#### Selected excerpt:
15 Sep

C masochism, part 1

I like C. I write tools in C that sane people write in Ruby or whatever the trendy script-like loosely typed language of the week is. But this is not about which language to choose. This is about doing stuff in C just because a lot of people think it’s 1.) limited, 2.) hard and 3.) unnecessarily old to be used in the 2000s.

I like C. I like how a compiled executable is usually in the 10 kilobyte range for simple programs. I like how you don’t need anything besides the executable. I like how I can’t blame but myself if the program is too slow.

But a significant amount of the reasoning why I decide to use C over and over again is the challenge. I recently read a blog entry about how programming can ruin your life, which I was ready to judge as another lame blog post about how programming is wizardry and how programmers see everything differently (you know, a bit how in the end of Matrix (1999) Neo sees that green Matrix code everywhere). Though, I have to agree the post has a good point: I too tend to make even purely practical things challenging, e.g. by using vanilla C.

#### Given data:
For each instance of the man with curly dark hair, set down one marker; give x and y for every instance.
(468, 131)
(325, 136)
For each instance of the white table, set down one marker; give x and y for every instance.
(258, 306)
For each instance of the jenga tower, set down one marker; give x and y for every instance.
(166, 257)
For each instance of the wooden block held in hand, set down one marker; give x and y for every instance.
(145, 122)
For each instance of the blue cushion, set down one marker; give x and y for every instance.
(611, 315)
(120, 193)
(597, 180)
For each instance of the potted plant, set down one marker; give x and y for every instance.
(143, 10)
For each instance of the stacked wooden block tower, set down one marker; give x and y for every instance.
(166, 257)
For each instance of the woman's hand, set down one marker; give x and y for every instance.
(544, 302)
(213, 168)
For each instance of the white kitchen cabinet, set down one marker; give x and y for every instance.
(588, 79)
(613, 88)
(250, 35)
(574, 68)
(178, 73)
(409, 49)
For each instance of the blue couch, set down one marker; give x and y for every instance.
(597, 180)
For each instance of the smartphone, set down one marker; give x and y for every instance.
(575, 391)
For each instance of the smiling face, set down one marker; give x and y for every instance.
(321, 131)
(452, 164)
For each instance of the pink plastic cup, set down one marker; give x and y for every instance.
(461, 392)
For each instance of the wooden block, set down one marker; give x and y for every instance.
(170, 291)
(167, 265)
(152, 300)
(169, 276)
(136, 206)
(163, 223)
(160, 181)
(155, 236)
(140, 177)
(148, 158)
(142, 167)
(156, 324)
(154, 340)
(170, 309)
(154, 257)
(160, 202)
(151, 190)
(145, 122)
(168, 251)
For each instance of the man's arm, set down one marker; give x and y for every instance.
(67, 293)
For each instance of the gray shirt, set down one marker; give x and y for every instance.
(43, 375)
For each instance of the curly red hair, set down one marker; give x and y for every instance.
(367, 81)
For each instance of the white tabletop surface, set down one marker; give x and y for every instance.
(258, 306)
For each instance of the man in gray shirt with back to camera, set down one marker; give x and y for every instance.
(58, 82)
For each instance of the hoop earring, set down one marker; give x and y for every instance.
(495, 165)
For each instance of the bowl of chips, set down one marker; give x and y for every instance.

#### Request:
Rewrite the part of the C masochism post starting with "But a significant" and going on through "using vanilla C.", replacing "vanilla C" with "plain C". The material has nothing to do with the blog post about writing programs in C.

#### Expected output:
But a significant amount of the reasoning why I decide to use C over and over again is the challenge. I recently read a blog entry about how programming can ruin your life, which I was ready to judge as another lame blog post about how programming is wizardry and how programmers see everything differently (you know, a bit how in the end of Matrix (1999) Neo sees that green Matrix code everywhere). Though, I have to agree the post has a good point: I too tend to make even purely practical things challenging, e.g. by using plain C.